**EXERCISE OBJECTIVE:**
Count the lines in the items below that contain the string "scooter" and reply with only that number.

**Saved entries:**

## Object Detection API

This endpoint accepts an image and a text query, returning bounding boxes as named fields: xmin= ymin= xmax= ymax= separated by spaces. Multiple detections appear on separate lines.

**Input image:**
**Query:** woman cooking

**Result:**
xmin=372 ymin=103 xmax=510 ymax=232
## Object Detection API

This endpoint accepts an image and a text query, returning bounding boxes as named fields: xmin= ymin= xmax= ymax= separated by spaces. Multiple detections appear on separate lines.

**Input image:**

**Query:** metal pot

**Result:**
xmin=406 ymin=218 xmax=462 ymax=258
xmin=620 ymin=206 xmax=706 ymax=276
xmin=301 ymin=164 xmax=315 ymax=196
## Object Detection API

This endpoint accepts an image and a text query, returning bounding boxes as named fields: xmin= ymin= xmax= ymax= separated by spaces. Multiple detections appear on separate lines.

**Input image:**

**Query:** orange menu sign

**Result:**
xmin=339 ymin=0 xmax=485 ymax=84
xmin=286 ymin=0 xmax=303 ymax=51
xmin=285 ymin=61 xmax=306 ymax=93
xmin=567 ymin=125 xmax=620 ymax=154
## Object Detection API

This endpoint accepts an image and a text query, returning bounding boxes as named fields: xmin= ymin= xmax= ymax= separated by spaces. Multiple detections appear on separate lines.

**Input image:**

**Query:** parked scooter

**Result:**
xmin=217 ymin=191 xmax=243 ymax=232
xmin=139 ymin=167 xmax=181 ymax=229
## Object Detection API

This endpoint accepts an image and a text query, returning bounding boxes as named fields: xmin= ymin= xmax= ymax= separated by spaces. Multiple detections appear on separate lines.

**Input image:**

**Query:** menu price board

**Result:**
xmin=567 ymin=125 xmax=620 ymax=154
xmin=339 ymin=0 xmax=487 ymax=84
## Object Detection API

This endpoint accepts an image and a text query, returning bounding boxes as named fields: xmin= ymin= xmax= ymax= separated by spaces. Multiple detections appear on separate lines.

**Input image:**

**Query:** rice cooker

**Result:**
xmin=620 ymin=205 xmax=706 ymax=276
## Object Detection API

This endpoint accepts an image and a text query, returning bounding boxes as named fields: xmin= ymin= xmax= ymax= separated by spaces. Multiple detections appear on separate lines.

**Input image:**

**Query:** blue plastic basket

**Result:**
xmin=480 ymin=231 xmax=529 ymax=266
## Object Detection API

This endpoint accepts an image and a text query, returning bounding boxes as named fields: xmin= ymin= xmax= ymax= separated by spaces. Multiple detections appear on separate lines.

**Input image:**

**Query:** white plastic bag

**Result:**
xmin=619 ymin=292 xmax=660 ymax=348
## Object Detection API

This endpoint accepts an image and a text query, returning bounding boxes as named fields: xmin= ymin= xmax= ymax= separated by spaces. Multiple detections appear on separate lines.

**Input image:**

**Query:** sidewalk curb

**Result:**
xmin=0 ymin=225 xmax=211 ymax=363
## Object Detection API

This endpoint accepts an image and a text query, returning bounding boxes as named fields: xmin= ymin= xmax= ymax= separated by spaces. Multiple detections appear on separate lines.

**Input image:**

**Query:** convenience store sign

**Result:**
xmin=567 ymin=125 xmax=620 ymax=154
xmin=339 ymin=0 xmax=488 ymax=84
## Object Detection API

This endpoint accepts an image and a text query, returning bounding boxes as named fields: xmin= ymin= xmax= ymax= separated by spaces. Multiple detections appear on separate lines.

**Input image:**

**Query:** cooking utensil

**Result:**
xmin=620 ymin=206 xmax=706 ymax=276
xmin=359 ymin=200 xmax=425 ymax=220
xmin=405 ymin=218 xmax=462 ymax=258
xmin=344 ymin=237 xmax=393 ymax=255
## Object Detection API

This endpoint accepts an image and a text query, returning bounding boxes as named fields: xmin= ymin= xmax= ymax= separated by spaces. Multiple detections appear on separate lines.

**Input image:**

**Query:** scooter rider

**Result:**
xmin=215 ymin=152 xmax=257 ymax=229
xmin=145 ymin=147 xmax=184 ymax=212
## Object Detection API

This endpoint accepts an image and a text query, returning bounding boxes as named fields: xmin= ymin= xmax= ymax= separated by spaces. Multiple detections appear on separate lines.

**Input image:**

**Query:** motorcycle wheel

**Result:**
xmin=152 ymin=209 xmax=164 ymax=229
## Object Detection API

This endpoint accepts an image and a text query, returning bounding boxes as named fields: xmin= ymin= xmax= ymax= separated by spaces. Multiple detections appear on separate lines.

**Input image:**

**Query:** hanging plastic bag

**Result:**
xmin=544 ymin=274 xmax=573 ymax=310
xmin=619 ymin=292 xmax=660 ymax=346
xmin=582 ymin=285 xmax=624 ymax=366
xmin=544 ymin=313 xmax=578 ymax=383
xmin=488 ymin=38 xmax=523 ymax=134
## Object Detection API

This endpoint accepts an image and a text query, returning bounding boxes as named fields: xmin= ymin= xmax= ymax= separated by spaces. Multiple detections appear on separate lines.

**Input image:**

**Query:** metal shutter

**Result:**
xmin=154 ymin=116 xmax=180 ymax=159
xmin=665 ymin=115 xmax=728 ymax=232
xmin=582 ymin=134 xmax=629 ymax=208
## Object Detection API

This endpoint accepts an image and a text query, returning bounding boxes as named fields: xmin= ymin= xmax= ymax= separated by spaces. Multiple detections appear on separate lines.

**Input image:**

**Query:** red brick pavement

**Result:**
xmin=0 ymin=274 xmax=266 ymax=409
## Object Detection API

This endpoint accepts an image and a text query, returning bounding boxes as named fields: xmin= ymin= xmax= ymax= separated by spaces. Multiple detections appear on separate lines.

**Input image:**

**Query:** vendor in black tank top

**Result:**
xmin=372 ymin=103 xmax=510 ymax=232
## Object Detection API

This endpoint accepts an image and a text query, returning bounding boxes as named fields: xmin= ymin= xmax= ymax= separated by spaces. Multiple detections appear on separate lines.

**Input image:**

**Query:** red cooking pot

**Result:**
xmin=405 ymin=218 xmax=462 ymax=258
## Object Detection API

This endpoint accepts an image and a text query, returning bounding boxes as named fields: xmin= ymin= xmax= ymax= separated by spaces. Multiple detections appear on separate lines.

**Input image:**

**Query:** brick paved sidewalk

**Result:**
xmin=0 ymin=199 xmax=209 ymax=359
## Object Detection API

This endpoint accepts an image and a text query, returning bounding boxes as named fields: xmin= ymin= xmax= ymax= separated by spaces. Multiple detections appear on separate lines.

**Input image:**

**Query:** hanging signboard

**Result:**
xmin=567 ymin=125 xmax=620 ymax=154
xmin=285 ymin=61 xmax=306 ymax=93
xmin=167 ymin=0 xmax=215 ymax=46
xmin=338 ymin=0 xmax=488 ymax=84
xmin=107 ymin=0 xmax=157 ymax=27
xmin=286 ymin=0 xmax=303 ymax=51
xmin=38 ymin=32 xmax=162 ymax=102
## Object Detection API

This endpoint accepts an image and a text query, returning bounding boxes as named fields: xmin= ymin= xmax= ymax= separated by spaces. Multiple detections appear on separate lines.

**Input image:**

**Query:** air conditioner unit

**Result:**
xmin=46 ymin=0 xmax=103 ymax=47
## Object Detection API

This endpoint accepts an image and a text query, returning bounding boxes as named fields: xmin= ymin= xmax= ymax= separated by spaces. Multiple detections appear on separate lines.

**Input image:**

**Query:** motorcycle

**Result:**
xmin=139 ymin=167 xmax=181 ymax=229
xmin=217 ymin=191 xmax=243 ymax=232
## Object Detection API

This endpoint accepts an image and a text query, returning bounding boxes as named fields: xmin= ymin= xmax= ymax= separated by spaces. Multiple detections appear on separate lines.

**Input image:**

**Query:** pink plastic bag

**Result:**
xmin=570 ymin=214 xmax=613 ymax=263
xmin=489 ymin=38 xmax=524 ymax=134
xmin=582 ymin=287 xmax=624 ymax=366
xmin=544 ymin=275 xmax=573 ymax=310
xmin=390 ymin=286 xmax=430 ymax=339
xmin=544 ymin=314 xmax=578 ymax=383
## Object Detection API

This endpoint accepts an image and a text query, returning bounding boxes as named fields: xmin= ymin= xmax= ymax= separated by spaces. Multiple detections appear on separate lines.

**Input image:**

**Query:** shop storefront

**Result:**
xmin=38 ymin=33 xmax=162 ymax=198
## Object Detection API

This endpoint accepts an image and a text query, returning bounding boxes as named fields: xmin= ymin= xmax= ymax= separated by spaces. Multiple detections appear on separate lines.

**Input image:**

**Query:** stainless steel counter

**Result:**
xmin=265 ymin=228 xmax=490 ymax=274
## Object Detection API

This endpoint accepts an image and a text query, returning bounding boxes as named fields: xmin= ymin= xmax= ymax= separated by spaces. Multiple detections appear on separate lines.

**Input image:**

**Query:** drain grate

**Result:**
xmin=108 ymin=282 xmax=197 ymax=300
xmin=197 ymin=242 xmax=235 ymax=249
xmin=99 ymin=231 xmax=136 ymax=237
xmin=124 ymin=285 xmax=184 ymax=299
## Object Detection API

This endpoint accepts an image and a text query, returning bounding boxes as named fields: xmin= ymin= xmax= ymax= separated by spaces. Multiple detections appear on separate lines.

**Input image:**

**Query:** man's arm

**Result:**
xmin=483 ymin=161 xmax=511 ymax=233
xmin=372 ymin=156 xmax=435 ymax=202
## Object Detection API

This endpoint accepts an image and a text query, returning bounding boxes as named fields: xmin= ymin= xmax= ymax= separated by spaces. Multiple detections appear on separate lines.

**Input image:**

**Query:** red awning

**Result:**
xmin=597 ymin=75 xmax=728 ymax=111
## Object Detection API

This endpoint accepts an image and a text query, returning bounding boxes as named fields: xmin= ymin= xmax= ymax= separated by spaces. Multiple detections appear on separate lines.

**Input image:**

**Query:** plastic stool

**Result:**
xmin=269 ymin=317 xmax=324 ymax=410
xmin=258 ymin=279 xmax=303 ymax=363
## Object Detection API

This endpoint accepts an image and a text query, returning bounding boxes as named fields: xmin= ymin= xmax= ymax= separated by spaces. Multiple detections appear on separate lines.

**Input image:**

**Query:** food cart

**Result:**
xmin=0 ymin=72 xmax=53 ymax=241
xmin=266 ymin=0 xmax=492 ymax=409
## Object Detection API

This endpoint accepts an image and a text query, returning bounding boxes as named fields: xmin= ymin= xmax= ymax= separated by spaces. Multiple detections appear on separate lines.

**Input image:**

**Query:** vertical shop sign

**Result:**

**CORRECT OUTPUT:**
2